======== Source data
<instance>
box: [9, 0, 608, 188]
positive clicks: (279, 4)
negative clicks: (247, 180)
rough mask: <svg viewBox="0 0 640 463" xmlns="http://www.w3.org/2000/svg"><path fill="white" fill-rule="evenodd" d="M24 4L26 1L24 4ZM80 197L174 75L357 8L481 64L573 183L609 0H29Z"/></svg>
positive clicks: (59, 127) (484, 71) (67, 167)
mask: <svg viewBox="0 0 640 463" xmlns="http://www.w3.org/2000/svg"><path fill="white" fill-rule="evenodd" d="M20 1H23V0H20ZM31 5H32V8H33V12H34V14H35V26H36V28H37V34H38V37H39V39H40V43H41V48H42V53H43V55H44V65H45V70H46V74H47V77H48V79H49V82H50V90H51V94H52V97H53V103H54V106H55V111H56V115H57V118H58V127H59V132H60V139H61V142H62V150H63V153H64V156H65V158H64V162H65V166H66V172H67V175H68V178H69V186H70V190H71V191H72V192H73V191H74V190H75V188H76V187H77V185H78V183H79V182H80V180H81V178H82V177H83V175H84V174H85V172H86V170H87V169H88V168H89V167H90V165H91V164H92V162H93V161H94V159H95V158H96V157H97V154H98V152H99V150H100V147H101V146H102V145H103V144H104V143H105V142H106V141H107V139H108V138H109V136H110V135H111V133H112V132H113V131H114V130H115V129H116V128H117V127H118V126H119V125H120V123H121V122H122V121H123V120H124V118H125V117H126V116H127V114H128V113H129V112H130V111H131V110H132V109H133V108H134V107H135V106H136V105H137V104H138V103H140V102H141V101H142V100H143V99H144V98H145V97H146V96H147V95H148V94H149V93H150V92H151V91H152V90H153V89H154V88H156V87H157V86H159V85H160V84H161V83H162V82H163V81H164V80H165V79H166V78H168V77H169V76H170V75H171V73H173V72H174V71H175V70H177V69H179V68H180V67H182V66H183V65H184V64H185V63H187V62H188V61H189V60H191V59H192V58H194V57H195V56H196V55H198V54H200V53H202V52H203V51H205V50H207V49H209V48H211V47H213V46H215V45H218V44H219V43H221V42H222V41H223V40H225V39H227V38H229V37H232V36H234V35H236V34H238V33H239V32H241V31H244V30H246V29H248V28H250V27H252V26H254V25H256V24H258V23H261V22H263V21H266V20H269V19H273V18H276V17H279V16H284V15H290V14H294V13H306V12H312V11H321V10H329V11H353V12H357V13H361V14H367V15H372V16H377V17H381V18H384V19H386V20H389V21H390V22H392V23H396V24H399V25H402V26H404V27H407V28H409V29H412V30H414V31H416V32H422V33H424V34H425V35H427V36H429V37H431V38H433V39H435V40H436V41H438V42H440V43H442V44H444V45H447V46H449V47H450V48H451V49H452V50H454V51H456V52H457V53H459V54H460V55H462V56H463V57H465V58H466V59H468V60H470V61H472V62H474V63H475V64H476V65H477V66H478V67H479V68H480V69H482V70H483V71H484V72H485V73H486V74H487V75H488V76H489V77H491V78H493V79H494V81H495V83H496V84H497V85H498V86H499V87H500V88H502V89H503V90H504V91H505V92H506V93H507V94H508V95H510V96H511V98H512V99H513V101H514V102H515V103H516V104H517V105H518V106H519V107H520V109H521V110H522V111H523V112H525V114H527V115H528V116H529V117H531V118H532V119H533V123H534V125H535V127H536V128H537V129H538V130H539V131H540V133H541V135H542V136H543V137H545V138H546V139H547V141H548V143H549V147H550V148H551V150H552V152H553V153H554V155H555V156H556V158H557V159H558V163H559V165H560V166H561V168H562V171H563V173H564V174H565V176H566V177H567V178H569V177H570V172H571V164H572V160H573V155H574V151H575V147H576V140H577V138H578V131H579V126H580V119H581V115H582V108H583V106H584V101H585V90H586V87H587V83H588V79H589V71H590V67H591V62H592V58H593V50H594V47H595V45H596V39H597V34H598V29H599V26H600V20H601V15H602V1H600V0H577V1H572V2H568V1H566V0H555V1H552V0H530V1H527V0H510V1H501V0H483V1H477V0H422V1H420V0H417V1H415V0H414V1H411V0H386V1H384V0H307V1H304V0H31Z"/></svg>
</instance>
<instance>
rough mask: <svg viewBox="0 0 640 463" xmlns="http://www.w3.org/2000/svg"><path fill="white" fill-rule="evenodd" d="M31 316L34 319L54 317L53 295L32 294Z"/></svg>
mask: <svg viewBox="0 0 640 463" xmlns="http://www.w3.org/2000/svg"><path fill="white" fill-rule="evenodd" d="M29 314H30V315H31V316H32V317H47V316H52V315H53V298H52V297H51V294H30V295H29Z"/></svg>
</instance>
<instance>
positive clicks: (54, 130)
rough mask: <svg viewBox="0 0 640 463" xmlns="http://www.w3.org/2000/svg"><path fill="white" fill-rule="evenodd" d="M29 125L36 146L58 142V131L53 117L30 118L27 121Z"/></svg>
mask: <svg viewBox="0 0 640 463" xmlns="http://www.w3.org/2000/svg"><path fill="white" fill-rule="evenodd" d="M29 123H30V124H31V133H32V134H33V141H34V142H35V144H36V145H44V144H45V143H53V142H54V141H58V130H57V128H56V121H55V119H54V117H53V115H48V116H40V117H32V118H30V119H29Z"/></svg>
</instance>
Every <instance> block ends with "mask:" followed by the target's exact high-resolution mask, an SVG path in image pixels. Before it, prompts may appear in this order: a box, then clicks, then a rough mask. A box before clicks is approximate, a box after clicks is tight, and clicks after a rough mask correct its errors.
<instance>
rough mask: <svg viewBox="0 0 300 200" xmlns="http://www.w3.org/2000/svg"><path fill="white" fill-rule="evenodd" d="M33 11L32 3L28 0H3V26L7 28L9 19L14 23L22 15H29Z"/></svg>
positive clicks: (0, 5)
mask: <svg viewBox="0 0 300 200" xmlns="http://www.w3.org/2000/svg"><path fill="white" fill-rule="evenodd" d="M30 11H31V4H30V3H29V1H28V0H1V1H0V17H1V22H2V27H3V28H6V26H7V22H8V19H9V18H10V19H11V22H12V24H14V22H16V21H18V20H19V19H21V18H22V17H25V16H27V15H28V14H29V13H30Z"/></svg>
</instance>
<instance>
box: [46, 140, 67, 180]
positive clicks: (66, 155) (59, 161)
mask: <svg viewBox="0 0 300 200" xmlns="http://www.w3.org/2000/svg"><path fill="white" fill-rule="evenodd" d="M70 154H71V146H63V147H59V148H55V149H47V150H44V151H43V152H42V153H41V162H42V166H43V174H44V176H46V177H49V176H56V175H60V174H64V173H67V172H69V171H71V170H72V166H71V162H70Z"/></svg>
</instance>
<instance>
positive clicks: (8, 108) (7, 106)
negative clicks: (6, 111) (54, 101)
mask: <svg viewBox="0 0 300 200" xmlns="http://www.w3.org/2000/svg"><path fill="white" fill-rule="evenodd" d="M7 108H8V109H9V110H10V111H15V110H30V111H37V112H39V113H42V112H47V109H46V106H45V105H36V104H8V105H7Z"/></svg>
================
> **About this task**
Reproduce every line of the listing above without changing anything.

> **Result**
<instance>
box: [9, 0, 608, 188]
positive clicks: (279, 4)
negative clicks: (247, 180)
rough mask: <svg viewBox="0 0 640 463" xmlns="http://www.w3.org/2000/svg"><path fill="white" fill-rule="evenodd" d="M24 4L26 1L24 4ZM80 197L174 75L357 8L481 64L573 183L609 0H29Z"/></svg>
positive clicks: (59, 127) (484, 71) (67, 167)
mask: <svg viewBox="0 0 640 463" xmlns="http://www.w3.org/2000/svg"><path fill="white" fill-rule="evenodd" d="M20 1H23V0H20ZM31 5H32V8H33V12H34V14H35V26H36V28H37V34H38V37H39V39H40V43H41V48H42V53H43V55H44V65H45V70H46V74H47V77H48V79H49V82H50V90H51V94H52V97H53V103H54V106H55V111H56V115H57V118H58V127H59V132H60V139H61V142H62V150H63V153H64V156H65V158H64V162H65V166H66V172H67V175H68V178H69V186H70V190H71V191H72V192H73V191H74V190H75V188H76V187H77V185H78V183H79V182H80V180H81V178H82V177H83V175H84V174H85V172H86V170H87V169H88V168H89V167H90V165H91V164H92V162H93V161H94V159H95V158H96V157H97V154H98V152H99V150H100V147H101V146H102V145H103V144H104V143H105V142H106V141H107V139H108V138H109V136H110V135H111V133H112V132H113V131H114V130H115V129H116V128H117V127H118V126H119V125H120V123H121V122H122V121H123V120H124V118H125V117H126V116H127V114H128V113H129V112H130V111H131V110H132V109H133V108H134V107H135V106H136V105H137V104H138V103H140V102H141V101H142V100H143V99H144V98H145V97H146V96H147V95H148V94H149V93H150V92H151V91H152V90H153V89H154V88H156V87H157V86H159V85H160V84H161V83H162V82H163V81H164V80H165V79H166V78H168V77H169V76H170V75H171V73H173V72H174V71H175V70H177V69H179V68H180V67H182V66H183V65H184V64H185V63H187V62H188V61H189V60H191V59H192V58H194V57H195V56H196V55H198V54H200V53H202V52H203V51H205V50H207V49H209V48H211V47H213V46H215V45H218V44H219V43H221V42H222V41H223V40H225V39H227V38H229V37H232V36H234V35H236V34H238V33H239V32H241V31H244V30H246V29H248V28H250V27H252V26H254V25H256V24H258V23H261V22H263V21H266V20H269V19H273V18H276V17H279V16H284V15H290V14H294V13H306V12H312V11H321V10H329V11H353V12H357V13H361V14H367V15H372V16H377V17H381V18H384V19H386V20H389V21H390V22H392V23H396V24H399V25H402V26H404V27H407V28H409V29H412V30H414V31H416V32H422V33H424V34H425V35H427V36H429V37H431V38H433V39H435V40H436V41H438V42H440V43H442V44H444V45H447V46H449V47H450V48H451V49H452V50H454V51H456V52H457V53H459V54H460V55H462V56H463V57H465V58H466V59H468V60H470V61H472V62H474V63H475V64H476V65H477V66H478V67H479V68H480V69H482V70H483V71H484V72H485V73H486V74H487V75H488V76H489V77H491V78H493V79H494V81H495V83H496V84H497V85H498V86H499V87H500V88H502V89H503V90H504V91H505V92H506V93H507V94H508V95H510V96H511V98H512V99H513V101H514V102H515V103H516V104H517V105H518V106H519V107H520V109H521V110H522V111H523V112H525V114H527V115H528V116H529V117H531V118H532V119H533V123H534V125H535V127H536V128H537V129H538V130H539V131H540V133H541V135H542V136H543V137H545V138H546V139H547V141H548V143H549V147H550V148H551V150H552V152H553V153H554V155H555V156H556V158H557V159H558V163H559V165H560V166H561V168H562V171H563V173H564V174H565V176H566V177H567V178H569V177H570V172H571V164H572V160H573V155H574V151H575V147H576V140H577V138H578V131H579V126H580V119H581V115H582V108H583V106H584V101H585V90H586V87H587V83H588V79H589V71H590V67H591V62H592V58H593V50H594V47H595V45H596V39H597V34H598V29H599V26H600V20H601V15H602V1H600V0H577V1H572V2H568V1H566V0H555V1H552V0H530V1H527V0H510V1H501V0H483V1H477V0H422V1H420V0H417V1H415V0H414V1H411V0H386V1H384V0H307V1H304V0H31Z"/></svg>
</instance>
<instance>
rough mask: <svg viewBox="0 0 640 463" xmlns="http://www.w3.org/2000/svg"><path fill="white" fill-rule="evenodd" d="M31 316L34 319L54 317L53 295L32 294Z"/></svg>
mask: <svg viewBox="0 0 640 463" xmlns="http://www.w3.org/2000/svg"><path fill="white" fill-rule="evenodd" d="M29 314H30V315H31V316H32V317H47V316H52V315H53V298H52V297H51V294H30V295H29Z"/></svg>
</instance>
<instance>
positive clicks: (54, 130)
rough mask: <svg viewBox="0 0 640 463" xmlns="http://www.w3.org/2000/svg"><path fill="white" fill-rule="evenodd" d="M29 125L36 146L58 142V131L53 117L30 118L27 121Z"/></svg>
mask: <svg viewBox="0 0 640 463" xmlns="http://www.w3.org/2000/svg"><path fill="white" fill-rule="evenodd" d="M29 123H30V124H31V133H32V134H33V141H34V142H35V144H36V145H44V144H45V143H53V142H54V141H58V130H57V128H56V121H55V119H54V117H53V115H48V116H40V117H32V118H30V119H29Z"/></svg>
</instance>
Every <instance> block ends with "mask:" followed by the target's exact high-resolution mask, an SVG path in image pixels. Before it, prompts may appear in this order: a box, then clicks, then a rough mask. A box before clicks is approximate, a box after clicks is tight, and clicks after a rough mask correct its errors.
<instance>
rough mask: <svg viewBox="0 0 300 200" xmlns="http://www.w3.org/2000/svg"><path fill="white" fill-rule="evenodd" d="M33 11L32 3L28 0H3V26L7 28L9 19L14 23L22 15H29Z"/></svg>
positive clicks: (0, 5)
mask: <svg viewBox="0 0 300 200" xmlns="http://www.w3.org/2000/svg"><path fill="white" fill-rule="evenodd" d="M30 11H31V4H30V3H29V1H28V0H1V1H0V17H1V22H2V27H3V28H6V26H7V22H8V19H9V18H10V19H11V22H12V24H14V22H16V21H18V20H19V19H21V18H22V17H25V16H27V15H28V14H29V13H30Z"/></svg>
</instance>
<instance>
box: [46, 140, 67, 180]
positive clicks: (66, 155) (59, 161)
mask: <svg viewBox="0 0 300 200" xmlns="http://www.w3.org/2000/svg"><path fill="white" fill-rule="evenodd" d="M70 154H71V146H63V147H59V148H55V149H47V150H44V151H43V152H42V153H41V162H42V166H43V174H44V176H46V177H49V176H56V175H60V174H64V173H67V172H69V171H71V170H72V166H71V162H70Z"/></svg>
</instance>
<instance>
positive clicks: (8, 108) (7, 106)
negative clicks: (6, 111) (54, 101)
mask: <svg viewBox="0 0 300 200" xmlns="http://www.w3.org/2000/svg"><path fill="white" fill-rule="evenodd" d="M7 108H8V109H9V110H10V111H15V110H30V111H37V112H39V113H42V112H47V109H46V106H45V105H36V104H8V105H7Z"/></svg>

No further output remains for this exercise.